**Selected text**

Measurement Framework

Below we present the main aspects of the measurement framework developed at WEFE.

Note

If you want to see tutorials on how to apply queries, visit Bias Measurement in the User Guide.

Target set

A target word set (denoted by \(T\)) corresponds to a set of words intended to denote a particular social group,which is defined by a certain criterion. This criterion can be any character, trait or origin that distinguishes groups of people from each other e.g., gender, social class, age, and ethnicity. For example, if the criterion is gender we can use it to distinguish two groups, women and men. Then, a set of target words representing the social group “women” could contain words like ‘she’, ‘woman’, ‘girl’, etc. Analogously a set of target words the representing the social group ‘men’ could include ‘he’, ‘man’, ‘boy’, etc.

Attribute set

An attribute word set (denoted by \(A\)) is a set of words representing some attitude, characteristic, trait, occupational field, etc. that can be associated with individuals from any social group. For example, the set of science attribute words could contain words such as ‘technology’, ‘physics’, ‘chemistry’, while the art attribute words could have words like ‘poetry’, ‘dance’, ‘literature’.

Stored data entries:
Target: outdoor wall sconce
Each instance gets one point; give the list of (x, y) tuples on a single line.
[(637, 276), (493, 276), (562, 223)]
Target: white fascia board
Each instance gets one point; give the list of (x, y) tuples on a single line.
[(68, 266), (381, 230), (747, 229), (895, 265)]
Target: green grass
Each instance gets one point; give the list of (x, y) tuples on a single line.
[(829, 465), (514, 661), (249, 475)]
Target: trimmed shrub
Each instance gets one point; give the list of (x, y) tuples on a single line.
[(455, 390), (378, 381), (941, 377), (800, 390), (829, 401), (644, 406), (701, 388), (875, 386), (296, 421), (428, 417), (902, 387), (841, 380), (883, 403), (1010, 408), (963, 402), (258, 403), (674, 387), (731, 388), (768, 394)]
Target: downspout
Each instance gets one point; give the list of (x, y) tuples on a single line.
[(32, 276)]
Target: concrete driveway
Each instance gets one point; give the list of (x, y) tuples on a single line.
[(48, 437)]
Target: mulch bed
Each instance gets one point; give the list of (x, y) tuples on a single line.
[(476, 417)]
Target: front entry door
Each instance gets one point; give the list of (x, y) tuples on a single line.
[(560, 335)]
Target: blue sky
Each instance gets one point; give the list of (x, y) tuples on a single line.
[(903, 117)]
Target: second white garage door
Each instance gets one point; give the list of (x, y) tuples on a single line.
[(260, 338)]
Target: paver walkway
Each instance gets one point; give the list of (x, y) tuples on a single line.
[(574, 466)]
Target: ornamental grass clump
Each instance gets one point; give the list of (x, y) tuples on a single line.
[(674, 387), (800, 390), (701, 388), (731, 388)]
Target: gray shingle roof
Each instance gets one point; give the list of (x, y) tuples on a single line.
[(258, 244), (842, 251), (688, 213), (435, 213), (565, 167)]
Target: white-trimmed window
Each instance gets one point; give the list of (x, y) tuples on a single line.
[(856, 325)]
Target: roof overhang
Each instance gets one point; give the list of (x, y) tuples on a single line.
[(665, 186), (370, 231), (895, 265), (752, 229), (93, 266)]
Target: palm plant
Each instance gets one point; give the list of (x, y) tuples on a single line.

**Problems and tasks**
A - From the measurement framework text, write out the passage that begins at the words "Attribute set" and stops after the words "like ‘poetry’, ‘dance’, ‘literature’.".
B - Condense the paragraph of the measurement framework text that opens with "An attribute word set" into a shorter version that keeps its main facts.

**Results of the exercise**
A -
Attribute set

An attribute word set (denoted by \(A\)) is a set of words representing some attitude, characteristic, trait, occupational field, etc. that can be associated with individuals from any social group. For example, the set of science attribute words could contain words such as ‘technology’, ‘physics’, ‘chemistry’, while the art attribute words could have words like ‘poetry’, ‘dance’, ‘literature’.

B - An attribute word set (A) holds words for an attitude, characteristic, trait, occupational field, or similar quality that can be associated with individuals from any social group. Science attribute words might include 'technology', 'physics' and 'chemistry', and art attribute words might include 'poetry', 'dance' and 'literature'.